## Work required:
Copy the material below word for word, from the line with "Cam-trap alert: motion was detected. Identify person standing" up to and including the line with "145, 246, 153, 267".

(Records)
---

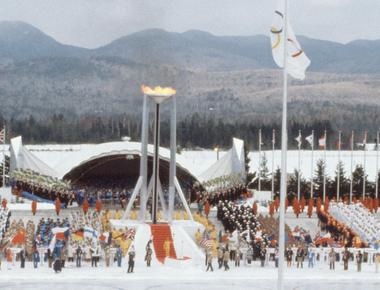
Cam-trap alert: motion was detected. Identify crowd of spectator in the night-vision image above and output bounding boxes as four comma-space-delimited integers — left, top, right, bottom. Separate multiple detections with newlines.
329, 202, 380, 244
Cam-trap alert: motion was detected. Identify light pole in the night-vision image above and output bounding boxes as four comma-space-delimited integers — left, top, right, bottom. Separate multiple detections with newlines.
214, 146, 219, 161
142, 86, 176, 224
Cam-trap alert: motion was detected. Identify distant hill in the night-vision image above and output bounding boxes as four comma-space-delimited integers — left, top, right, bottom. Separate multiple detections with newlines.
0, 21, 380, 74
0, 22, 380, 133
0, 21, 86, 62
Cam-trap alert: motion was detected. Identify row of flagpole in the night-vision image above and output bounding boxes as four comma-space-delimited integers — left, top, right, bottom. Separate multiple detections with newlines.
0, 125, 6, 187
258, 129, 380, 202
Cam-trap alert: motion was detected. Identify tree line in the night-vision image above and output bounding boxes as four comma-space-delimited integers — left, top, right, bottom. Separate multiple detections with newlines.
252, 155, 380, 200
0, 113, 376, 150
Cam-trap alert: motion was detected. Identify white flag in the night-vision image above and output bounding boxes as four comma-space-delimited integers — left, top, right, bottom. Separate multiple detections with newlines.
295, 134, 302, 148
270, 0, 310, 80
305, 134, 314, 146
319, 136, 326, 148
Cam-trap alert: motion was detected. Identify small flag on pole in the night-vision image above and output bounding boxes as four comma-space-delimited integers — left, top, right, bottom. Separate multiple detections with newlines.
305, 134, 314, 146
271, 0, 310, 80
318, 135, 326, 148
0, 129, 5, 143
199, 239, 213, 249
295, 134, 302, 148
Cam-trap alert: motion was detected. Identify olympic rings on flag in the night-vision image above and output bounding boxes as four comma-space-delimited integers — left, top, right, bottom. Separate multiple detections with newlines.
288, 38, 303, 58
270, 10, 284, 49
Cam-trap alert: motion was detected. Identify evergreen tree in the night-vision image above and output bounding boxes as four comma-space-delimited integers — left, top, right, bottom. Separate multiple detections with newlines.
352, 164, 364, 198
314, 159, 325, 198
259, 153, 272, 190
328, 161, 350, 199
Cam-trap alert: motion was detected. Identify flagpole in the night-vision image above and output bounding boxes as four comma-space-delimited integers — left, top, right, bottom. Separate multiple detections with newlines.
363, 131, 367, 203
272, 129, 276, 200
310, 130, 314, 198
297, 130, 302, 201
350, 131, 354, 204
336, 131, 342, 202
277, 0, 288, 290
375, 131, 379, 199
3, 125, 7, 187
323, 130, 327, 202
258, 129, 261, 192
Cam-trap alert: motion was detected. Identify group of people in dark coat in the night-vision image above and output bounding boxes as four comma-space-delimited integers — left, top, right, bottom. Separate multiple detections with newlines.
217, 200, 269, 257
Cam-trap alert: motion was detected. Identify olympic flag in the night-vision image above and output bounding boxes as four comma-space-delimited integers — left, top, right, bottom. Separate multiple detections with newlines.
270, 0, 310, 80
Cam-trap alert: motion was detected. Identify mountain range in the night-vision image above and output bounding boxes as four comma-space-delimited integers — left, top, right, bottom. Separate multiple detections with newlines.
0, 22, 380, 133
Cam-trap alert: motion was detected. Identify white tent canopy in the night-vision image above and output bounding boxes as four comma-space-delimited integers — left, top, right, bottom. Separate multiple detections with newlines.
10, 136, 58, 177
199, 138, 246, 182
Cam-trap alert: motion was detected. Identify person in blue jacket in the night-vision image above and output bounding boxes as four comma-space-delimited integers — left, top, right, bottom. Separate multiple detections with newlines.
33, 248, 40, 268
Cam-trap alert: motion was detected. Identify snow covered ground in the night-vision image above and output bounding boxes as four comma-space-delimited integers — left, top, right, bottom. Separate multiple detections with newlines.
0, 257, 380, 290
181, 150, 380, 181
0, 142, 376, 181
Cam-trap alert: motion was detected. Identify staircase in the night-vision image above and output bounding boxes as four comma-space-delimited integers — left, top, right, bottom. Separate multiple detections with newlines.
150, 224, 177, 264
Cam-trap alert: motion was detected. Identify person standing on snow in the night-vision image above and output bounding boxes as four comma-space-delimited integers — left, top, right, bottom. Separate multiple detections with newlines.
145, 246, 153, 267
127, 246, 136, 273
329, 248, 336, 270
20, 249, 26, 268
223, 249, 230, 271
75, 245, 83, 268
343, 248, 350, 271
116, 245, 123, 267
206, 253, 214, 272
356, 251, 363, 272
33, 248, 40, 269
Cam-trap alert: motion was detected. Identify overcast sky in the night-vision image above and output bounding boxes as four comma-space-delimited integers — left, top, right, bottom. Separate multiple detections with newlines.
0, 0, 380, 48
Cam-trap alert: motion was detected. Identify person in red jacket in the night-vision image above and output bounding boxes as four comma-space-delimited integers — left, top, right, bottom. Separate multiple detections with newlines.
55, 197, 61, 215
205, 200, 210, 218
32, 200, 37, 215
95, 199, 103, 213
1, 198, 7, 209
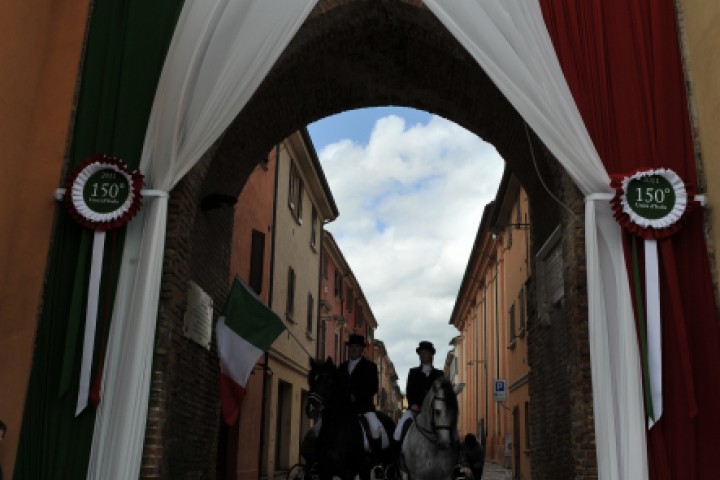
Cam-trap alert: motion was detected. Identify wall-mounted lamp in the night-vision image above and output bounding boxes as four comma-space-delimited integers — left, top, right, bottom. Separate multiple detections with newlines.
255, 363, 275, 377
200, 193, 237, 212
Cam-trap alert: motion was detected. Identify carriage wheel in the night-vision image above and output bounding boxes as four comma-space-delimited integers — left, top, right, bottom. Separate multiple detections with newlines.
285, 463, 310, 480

---

## Problem solution:
Cam-trap alert: motion was detected. Identify person standing on snow in the night-vision image above and output bounding boxes as four comma-space-delimited integers — left, top, right, bottom. Separate multiple detections with newlines.
145, 246, 153, 267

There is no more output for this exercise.